What you need to do
Which lines of the entries below contain the word "logo"? Pick out each such line and copy it in full.

■ ■ ■ ■

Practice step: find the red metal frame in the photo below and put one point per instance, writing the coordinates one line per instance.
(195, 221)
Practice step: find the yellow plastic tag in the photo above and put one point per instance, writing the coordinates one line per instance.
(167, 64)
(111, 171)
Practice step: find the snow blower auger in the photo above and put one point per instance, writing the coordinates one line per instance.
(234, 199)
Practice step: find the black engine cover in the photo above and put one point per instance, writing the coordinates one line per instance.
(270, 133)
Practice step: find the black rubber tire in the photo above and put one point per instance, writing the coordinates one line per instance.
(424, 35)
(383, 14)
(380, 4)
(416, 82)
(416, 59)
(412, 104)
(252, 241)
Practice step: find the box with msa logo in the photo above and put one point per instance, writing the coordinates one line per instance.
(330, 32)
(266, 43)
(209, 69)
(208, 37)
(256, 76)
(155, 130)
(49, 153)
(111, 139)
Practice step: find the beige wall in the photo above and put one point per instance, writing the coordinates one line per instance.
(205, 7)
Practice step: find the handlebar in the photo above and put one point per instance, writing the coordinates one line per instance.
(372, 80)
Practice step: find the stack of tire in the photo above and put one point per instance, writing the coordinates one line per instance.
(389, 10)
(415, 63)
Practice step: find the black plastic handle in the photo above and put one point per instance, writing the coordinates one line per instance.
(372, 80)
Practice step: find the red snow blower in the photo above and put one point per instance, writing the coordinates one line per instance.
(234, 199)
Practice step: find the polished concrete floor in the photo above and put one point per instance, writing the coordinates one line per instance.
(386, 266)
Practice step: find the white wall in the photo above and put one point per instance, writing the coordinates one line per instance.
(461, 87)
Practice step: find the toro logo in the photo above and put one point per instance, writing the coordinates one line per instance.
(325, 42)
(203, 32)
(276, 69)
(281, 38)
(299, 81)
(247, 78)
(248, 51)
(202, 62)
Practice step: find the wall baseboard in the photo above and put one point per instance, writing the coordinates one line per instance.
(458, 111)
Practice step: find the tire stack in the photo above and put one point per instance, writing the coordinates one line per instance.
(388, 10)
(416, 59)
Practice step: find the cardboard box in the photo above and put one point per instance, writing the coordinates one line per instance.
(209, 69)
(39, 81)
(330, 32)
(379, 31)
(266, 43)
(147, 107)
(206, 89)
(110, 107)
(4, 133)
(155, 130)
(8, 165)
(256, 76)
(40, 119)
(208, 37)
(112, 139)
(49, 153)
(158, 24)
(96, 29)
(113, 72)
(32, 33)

■ ■ ■ ■

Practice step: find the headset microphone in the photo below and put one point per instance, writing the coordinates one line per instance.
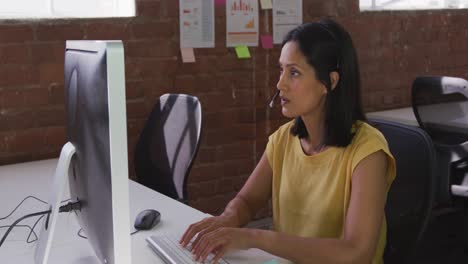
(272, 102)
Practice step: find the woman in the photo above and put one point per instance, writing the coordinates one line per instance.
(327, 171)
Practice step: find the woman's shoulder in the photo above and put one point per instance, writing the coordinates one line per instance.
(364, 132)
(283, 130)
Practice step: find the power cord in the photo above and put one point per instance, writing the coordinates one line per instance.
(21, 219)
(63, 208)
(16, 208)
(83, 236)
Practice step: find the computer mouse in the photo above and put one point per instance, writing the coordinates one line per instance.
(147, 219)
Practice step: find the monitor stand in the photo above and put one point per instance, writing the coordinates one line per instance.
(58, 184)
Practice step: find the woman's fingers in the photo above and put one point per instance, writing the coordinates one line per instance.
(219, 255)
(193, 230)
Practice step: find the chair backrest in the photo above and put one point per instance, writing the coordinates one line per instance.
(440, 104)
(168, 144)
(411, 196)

■ ■ ■ ■

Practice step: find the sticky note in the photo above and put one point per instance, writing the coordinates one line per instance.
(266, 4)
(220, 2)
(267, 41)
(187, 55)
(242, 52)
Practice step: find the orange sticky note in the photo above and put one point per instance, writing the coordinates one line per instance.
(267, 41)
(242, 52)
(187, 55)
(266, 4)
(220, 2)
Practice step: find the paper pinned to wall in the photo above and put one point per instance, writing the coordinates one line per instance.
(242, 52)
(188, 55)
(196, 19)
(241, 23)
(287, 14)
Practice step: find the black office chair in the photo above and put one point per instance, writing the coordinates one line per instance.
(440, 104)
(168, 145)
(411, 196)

■ ■ ■ ■

The completed task
Practice step: find the box with msa logo in the photo above and put one point per instance, writing the coordinates one line per instance.
Practice step: find the toro logo in the photo above and put one point per instance, writing the coordinates one line per instance.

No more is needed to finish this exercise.